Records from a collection
* * *

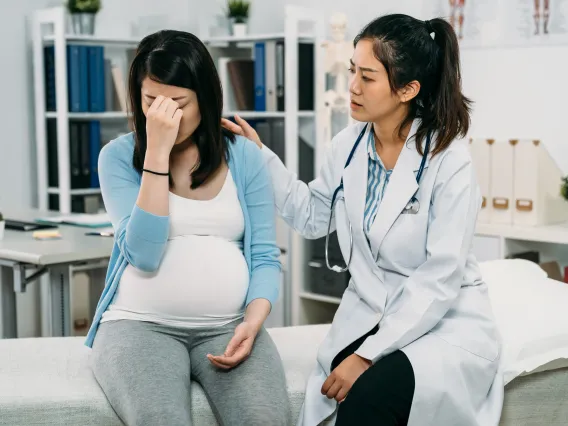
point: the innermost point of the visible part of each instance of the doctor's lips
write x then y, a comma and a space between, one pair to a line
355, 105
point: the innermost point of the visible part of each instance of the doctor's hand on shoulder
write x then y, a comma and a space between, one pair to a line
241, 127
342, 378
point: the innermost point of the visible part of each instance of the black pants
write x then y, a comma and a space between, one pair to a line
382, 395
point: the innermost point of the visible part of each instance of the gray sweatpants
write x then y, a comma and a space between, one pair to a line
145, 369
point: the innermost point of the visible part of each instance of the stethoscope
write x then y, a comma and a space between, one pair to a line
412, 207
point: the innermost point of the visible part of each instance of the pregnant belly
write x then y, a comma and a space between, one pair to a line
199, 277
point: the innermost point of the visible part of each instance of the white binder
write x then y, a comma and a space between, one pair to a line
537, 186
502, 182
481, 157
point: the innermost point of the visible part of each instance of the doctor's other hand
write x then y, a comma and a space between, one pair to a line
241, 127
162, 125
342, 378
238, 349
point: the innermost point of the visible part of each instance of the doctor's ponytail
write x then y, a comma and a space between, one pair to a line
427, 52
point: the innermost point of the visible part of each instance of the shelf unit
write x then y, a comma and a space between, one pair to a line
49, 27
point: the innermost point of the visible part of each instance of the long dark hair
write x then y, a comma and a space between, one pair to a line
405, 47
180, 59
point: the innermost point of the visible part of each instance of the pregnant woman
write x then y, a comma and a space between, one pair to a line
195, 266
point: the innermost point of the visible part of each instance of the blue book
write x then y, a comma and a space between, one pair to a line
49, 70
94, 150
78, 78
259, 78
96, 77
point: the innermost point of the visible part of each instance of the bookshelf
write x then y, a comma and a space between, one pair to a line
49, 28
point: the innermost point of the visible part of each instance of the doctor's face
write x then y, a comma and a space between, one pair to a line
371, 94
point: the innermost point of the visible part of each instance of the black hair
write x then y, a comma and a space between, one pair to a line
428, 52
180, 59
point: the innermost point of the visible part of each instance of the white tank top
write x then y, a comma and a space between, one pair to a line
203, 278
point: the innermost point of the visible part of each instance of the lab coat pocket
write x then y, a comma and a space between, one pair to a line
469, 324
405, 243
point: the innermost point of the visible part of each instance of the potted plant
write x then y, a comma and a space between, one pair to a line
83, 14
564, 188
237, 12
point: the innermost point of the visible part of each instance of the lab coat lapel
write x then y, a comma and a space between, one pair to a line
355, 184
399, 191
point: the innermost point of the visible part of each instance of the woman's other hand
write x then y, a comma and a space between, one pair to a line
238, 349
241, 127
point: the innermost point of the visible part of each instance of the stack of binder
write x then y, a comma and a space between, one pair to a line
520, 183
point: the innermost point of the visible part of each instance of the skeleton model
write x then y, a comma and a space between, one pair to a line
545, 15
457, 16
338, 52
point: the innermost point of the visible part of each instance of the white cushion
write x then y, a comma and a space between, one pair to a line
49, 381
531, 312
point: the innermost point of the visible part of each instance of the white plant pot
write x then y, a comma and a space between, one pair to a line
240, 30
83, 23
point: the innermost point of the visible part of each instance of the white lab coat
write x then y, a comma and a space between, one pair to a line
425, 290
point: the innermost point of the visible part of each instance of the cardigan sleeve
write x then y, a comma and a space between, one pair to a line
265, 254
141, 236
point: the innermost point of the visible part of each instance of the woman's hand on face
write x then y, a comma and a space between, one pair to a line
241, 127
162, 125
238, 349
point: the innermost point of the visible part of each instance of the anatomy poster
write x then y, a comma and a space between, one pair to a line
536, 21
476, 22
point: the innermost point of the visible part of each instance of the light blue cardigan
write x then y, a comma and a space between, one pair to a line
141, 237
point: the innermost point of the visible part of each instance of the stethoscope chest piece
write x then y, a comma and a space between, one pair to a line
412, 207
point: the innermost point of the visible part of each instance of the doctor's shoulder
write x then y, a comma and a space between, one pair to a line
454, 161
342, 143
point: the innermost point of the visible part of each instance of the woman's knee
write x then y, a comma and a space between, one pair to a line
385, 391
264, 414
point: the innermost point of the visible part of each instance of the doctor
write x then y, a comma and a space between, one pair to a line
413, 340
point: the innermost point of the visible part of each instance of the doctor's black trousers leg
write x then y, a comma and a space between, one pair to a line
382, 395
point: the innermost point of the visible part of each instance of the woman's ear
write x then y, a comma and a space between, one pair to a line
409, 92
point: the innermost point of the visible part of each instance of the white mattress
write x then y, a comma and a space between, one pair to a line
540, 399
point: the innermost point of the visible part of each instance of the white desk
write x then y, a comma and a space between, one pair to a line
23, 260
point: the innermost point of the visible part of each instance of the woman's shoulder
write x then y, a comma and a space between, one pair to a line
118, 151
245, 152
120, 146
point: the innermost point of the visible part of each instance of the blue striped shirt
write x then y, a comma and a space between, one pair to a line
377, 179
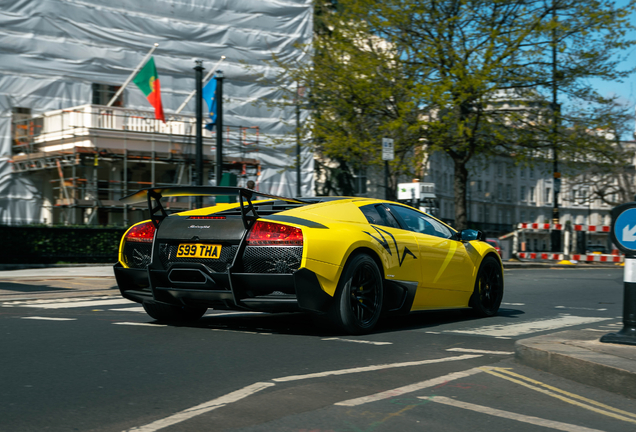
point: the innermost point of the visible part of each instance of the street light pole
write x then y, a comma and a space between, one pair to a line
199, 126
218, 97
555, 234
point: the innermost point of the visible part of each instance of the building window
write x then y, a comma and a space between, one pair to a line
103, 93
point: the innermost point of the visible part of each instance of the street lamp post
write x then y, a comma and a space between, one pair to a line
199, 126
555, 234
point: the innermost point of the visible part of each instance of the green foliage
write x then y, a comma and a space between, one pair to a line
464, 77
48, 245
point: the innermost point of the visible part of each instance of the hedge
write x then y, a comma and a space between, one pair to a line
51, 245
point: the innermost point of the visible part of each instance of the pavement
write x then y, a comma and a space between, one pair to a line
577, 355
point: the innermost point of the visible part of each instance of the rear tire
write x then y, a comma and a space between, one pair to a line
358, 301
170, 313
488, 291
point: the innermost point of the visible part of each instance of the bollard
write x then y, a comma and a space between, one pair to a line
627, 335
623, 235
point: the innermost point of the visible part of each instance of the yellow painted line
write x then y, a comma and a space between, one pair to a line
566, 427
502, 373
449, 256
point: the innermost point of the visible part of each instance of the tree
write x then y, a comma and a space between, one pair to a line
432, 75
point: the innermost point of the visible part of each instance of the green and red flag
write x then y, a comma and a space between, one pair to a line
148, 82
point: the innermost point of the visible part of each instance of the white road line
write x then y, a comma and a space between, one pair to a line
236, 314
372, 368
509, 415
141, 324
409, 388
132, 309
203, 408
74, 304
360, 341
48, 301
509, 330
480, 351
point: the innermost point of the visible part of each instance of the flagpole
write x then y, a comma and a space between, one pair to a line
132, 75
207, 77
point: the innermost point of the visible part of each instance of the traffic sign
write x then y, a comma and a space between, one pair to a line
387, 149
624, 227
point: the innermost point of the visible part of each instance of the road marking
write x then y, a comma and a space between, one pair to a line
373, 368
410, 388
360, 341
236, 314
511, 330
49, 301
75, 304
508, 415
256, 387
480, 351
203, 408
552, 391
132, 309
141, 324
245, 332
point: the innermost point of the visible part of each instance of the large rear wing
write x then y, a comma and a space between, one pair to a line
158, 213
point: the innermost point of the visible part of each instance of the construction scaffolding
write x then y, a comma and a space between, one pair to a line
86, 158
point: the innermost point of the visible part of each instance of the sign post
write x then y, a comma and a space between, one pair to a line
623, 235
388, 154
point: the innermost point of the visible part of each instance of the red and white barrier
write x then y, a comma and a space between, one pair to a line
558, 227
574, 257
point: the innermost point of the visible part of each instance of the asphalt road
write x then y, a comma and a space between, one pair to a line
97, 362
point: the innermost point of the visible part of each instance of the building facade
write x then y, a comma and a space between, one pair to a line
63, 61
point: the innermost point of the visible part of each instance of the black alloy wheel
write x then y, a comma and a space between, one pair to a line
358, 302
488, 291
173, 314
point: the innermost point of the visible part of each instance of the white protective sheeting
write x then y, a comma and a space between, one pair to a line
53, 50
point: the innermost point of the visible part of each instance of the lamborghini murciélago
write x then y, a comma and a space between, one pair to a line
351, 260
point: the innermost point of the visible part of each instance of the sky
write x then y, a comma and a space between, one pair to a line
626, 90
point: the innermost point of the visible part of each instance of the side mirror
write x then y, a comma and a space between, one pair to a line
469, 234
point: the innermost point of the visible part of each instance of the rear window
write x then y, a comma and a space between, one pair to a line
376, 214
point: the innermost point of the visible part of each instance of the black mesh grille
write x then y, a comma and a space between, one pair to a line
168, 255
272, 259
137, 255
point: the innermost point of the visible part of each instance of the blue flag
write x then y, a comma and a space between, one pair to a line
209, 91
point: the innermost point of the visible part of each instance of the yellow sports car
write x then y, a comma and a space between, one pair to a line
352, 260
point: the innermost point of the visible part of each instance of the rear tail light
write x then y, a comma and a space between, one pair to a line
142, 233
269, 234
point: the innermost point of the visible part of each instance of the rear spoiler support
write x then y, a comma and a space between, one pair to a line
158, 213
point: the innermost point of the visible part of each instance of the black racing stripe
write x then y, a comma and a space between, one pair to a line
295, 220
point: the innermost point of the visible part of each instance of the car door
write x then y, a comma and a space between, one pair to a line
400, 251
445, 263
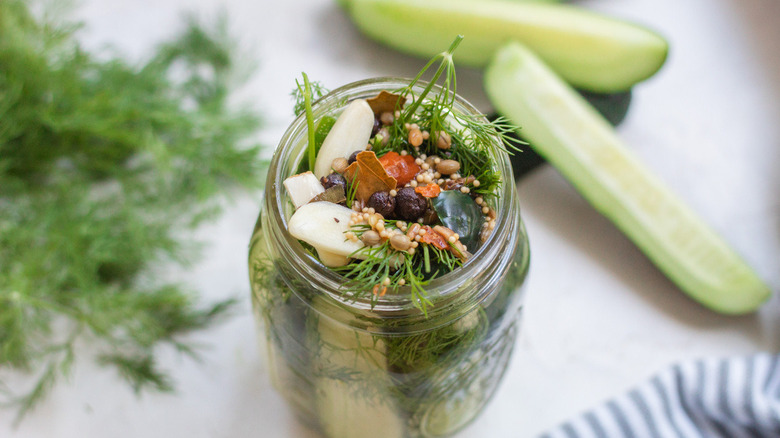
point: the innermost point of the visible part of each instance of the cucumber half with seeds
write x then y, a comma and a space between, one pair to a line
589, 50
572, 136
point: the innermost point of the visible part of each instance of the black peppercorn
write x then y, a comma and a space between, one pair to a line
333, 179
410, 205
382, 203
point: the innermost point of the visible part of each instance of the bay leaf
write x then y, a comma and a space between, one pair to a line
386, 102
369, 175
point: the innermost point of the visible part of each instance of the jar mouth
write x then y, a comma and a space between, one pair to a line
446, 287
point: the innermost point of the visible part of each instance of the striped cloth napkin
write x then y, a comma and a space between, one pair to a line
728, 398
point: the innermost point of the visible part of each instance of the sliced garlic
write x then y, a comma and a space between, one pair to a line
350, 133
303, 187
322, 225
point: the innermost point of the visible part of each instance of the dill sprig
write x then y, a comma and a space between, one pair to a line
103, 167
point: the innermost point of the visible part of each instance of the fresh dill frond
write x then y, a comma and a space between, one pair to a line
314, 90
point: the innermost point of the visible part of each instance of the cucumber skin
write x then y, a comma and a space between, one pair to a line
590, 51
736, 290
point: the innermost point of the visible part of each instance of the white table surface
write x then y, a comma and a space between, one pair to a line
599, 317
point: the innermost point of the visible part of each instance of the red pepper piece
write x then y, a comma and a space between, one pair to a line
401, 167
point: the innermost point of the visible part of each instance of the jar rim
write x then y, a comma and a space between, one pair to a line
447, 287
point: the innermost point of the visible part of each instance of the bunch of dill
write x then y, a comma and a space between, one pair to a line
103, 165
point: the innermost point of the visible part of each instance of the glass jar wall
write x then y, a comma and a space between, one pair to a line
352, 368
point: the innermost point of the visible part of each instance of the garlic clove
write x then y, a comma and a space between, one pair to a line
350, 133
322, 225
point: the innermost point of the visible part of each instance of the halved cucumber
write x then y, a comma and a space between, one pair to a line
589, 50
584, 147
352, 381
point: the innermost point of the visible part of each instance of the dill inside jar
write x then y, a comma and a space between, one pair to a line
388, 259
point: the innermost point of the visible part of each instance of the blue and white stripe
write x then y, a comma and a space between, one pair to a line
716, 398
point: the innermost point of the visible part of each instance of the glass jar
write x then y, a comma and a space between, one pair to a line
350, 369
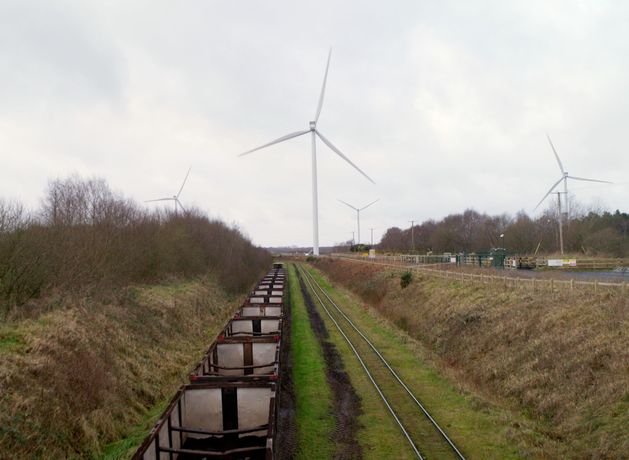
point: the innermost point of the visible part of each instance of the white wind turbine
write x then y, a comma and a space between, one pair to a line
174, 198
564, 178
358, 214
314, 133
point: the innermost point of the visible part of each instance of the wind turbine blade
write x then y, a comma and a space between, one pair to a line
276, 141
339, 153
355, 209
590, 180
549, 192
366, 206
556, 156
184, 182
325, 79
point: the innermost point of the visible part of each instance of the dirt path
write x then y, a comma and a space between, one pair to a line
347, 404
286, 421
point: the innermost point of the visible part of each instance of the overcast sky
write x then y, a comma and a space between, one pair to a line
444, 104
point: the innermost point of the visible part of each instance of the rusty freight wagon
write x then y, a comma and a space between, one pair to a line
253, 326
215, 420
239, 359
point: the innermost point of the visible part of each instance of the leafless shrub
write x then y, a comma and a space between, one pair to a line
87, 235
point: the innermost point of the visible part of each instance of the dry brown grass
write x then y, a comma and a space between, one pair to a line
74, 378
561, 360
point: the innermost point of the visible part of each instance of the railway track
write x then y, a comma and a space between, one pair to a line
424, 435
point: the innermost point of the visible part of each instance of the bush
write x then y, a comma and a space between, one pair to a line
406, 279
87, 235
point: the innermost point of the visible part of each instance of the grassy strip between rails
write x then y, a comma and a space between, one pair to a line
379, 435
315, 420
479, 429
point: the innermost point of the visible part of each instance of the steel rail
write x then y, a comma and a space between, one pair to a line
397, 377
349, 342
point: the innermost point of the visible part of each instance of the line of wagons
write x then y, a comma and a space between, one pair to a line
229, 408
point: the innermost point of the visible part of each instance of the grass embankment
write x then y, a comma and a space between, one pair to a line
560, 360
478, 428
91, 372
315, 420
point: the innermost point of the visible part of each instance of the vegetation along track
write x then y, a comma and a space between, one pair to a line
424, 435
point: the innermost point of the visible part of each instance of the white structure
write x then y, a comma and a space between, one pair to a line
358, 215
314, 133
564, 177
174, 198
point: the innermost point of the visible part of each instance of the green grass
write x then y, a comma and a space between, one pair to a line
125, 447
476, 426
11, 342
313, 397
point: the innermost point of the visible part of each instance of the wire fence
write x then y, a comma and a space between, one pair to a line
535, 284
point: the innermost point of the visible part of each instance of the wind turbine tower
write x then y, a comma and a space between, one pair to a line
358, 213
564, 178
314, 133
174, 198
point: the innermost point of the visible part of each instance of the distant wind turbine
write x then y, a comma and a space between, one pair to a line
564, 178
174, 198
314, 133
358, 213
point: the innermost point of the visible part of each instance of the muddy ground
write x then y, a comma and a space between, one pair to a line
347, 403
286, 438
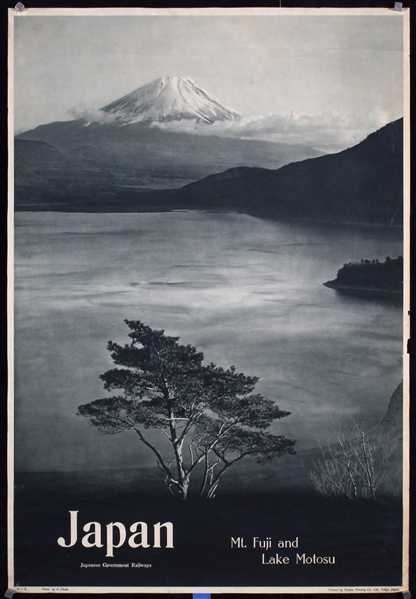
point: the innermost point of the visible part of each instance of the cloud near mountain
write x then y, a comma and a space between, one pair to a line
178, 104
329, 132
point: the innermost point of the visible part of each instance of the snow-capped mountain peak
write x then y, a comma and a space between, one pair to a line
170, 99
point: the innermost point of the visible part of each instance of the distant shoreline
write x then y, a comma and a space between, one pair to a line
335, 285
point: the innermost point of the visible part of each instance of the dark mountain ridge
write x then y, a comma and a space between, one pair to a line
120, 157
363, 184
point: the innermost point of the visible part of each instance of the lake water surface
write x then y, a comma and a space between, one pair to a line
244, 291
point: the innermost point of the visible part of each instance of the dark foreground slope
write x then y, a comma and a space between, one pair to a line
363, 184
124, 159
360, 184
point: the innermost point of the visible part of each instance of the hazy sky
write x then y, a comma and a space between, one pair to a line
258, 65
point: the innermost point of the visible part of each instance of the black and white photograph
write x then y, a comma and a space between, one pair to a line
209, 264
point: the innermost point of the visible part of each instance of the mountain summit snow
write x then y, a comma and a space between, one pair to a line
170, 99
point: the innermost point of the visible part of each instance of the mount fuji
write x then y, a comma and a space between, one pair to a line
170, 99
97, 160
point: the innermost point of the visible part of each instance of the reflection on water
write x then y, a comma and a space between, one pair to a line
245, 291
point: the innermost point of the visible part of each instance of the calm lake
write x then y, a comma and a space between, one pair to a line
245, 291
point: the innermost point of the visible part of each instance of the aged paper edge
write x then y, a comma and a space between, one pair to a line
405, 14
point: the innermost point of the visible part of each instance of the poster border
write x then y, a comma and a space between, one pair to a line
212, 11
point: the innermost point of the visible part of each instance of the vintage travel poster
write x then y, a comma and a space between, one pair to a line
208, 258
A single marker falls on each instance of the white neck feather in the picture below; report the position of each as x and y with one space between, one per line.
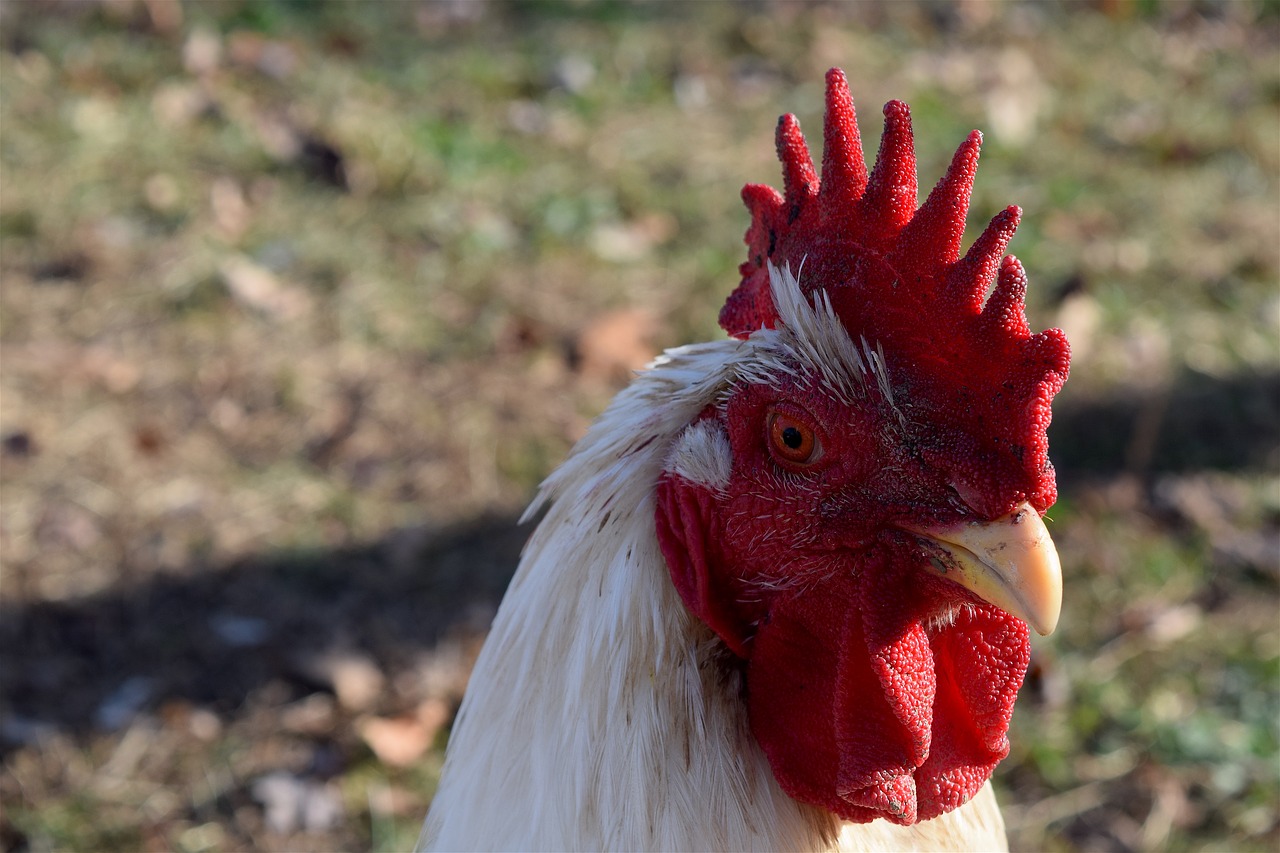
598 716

* * *

Reply with nothing but the number of lines in the data that include the word "hair".

2